### Fragmento del texto
› Por Mario Goloboff *
“La derecha la muerte.” Con este título encabezaba la célebre escritora francesa Marguerite Duras una de sus escasas y alarmadas notas en el diario Le Monde, cuando parecía que el poder se les escapaba ya a los socialistas, arribados al gobierno, casi milagrosamente, en 1981, de la mano de François Mitterrand, uno de cuyos primeros actos públicos fue conceder la ciudadanía a dos escapados de regímenes totalitarios, Milan Kundera y Julio Cortázar (este último venía solicitándola, sin éxito, desde hacía muchos años). Otro acto, más trascendente aún, en el país de la guillotina y los ajusticiamientos a mansalva, y contra la mayoritaria opinión de sus conciudadanos, fue la abolición de la pena capital.
La autora de Moderato Cantabile y de El amante, y del guión, entre otros grandes títulos, de Hiroshima mon amour, quien sucumbiría al cáncer y al alcohol antes de finalizar el siglo, alertaba entonces contra el desértico paisaje que se presentaría a los franceses si las maniobras políticas y el discurso de la derecha lograban imponerse en el seno de la sociedad europea: la pérdida de la diversidad, de la pluralidad, de lo multiétnico y lo multirracial, de lo multicultural, la diferencia, la contradicción, la riqueza, en fin, que es lo que hacen poderosa e irradiante una cultura, una nación, una comunidad.
No casualmente me viene ahora a la memoria aquel artículo, a la vista de estos tres (auto)decididos representantes políticos de la derecha vernácula, de sus camisas blancas, de esas corbatas lisas tan prolijas, de estos apellidos de abolengo, aun cuando provengan de la inmigración italiana y española, puesto que de dónde habrían de provenir apellidos que se quieran argentinos. Galantes, caballerescos, tan pulcros, tan higiénicos, exteriormente, aparentemente limpísimos, profunda y absolutamente vacíos, diciendo nada sobre nada, mientras, el mismo día, el alud de Tartagal arrastra barro e inmundicias, y el torrente de la miseria salta, desde Salta, a los ojos y al cuello de los argentinos, y grita todo lo que aún falta en esta tierra condenada durante décadas de explotación por parte de los hombres de ciertas clases sociales, tan bien representadas, vamos, por estos señoritos.
######
* Consigna 1 *
Cita de forma literal la columna sobre la derecha, empezando por “No casualmente me” y siguiendo hasta “por estos señoritos.”.
* Consigna 2 *
¿Cómo seguiría la columna sobre la derecha? Escribe su continuación a partir de la última oración.
El material que viene a continuación es independiente de la columna sobre la derecha.
### Datos a examinar
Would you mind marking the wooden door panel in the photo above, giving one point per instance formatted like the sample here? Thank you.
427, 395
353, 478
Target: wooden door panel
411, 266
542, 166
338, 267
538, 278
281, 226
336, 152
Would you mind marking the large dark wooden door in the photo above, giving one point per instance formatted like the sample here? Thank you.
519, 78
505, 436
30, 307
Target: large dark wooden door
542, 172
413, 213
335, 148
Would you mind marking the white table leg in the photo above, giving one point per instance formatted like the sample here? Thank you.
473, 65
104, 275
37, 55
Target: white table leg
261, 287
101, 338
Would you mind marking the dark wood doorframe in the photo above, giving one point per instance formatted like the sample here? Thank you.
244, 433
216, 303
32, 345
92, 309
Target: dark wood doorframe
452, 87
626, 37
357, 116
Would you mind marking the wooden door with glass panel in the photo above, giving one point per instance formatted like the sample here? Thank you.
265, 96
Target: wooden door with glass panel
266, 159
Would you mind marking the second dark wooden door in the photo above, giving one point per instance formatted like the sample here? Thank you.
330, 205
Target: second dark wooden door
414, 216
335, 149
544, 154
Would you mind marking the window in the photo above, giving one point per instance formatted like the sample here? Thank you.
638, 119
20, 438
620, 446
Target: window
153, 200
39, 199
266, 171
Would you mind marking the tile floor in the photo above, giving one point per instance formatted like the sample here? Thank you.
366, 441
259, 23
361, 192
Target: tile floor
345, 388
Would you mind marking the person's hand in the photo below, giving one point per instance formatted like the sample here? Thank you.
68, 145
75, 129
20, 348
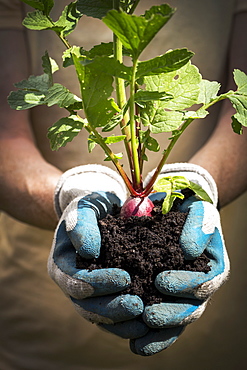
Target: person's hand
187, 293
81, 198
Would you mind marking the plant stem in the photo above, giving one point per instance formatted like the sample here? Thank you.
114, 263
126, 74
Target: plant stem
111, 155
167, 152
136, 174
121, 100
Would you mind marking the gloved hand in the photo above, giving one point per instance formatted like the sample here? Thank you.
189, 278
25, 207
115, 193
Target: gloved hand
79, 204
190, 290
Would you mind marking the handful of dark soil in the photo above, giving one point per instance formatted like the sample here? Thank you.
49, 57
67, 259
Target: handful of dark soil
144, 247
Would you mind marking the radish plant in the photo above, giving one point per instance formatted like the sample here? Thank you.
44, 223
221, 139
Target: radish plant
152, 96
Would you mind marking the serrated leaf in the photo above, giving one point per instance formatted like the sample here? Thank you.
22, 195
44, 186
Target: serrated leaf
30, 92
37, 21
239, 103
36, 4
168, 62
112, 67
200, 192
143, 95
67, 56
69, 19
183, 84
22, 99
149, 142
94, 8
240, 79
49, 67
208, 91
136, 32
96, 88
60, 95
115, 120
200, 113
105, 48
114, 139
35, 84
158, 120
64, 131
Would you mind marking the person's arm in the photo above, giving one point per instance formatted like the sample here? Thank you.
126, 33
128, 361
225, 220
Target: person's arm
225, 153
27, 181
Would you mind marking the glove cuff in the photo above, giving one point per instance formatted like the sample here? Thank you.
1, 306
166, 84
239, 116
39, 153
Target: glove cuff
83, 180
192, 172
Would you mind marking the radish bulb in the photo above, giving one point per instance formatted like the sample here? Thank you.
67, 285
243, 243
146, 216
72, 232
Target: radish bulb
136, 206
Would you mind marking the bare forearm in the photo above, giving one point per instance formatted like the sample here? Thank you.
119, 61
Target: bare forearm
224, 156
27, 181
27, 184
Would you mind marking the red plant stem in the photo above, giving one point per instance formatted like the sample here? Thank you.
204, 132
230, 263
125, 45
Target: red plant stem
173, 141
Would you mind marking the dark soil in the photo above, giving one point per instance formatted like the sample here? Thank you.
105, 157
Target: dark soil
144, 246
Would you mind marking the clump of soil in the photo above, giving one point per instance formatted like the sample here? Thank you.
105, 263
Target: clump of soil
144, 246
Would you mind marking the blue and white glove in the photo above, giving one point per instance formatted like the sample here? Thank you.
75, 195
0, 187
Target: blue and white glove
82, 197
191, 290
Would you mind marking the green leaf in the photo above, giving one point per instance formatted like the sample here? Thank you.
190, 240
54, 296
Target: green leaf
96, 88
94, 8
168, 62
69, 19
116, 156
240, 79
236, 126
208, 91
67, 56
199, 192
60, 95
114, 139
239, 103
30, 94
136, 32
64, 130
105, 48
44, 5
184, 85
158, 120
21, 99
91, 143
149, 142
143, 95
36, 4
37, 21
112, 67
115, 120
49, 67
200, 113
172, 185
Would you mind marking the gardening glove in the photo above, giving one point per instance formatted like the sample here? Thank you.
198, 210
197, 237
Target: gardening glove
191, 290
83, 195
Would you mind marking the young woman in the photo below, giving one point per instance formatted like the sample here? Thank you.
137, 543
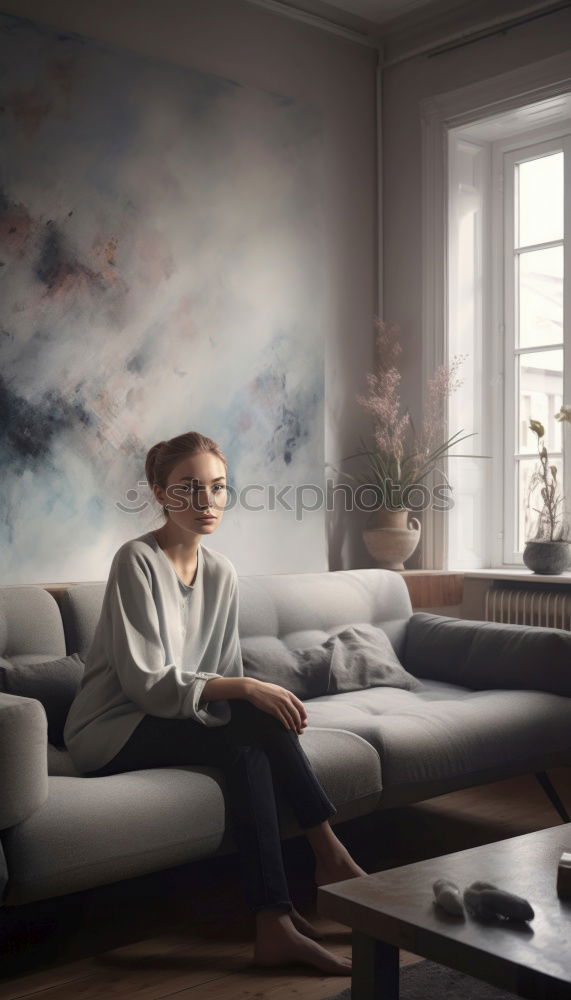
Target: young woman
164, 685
######
* Respuesta esperada 1 *
No casualmente me viene ahora a la memoria aquel artículo, a la vista de estos tres (auto)decididos representantes políticos de la derecha vernácula, de sus camisas blancas, de esas corbatas lisas tan prolijas, de estos apellidos de abolengo, aun cuando provengan de la inmigración italiana y española, puesto que de dónde habrían de provenir apellidos que se quieran argentinos. Galantes, caballerescos, tan pulcros, tan higiénicos, exteriormente, aparentemente limpísimos, profunda y absolutamente vacíos, diciendo nada sobre nada, mientras, el mismo día, el alud de Tartagal arrastra barro e inmundicias, y el torrente de la miseria salta, desde Salta, a los ojos y al cuello de los argentinos, y grita todo lo que aún falta en esta tierra condenada durante décadas de explotación por parte de los hombres de ciertas clases sociales, tan bien representadas, vamos, por estos señoritos.

* Respuesta esperada 2 *
Los mismos que hoy, sueltos de cuerpo, alegres y modernos, proclaman que el primer y único problema de “la gente” es la inseguridad, por sobre ningún otro. No es ni el hambre, ni la desnutrición, ni la mortalidad infantil, ni la pobreza, ni la falta de agua, de cloacas, de luz, de pavimento, de vivienda, de trabajo digno, ni el analfabetismo, ni el paco, ni los embarazos de miles de niñas y de adolescentes, ni los consiguientes miles de abortos clandestinos y de consiguientes muertas, no, nada de eso es un problema tan grave como el de la in-se-gu-ri-dad. Que nos saquen lo poco, o más bien mucho, que tenemos. Ya lo dijo Jules Romains: “Situarse a la derecha es temer por lo que existe”. Y en la primera línea de un libro clásico de Simone de Beauvoir, El pensamiento político de la derecha: “Bien sabido es: los burgueses de hoy tienen miedo”.
¡Qué notable! Pocos días después, en una no tan impensada, inesperada y complementaria coincidencia, ante el asesinato de su mal nombrado y mal amado florista, “la Diva”, abundante en todo tipo de bienes terrenales, da la respuesta exacta; la que ellos, todavía, no se animaron a nombrar: a la inseguridad, al delito, al robo, la muerte; a la muerte, la muerte. En esta rejuvenecida ley del talión para pantalla plana (“Los que matan deben morir”) vuelve a escucharse, como un eco esperpéntico, al célebre manco del franquismo José Millán de Astray: “¡Viva la muerte!”.
¿Será esto la derecha, mal que les pese a quienes pregonan el fin de las ideologías? ¿Su solución, en todo tiempo, para todos los problemas, es la eliminación física del otro, del distinto, del asocial, del excluido, su aniquilación, su borramiento? Para buscar otros caminos, tan complejos como el problema mismo, profundos y difíciles, están los que piensan en las causas económicas y sociales, ambientales y culturales, los que se ocupan de los derechos humanos “y todas esas estupideces”. Inocente asociación, claro está.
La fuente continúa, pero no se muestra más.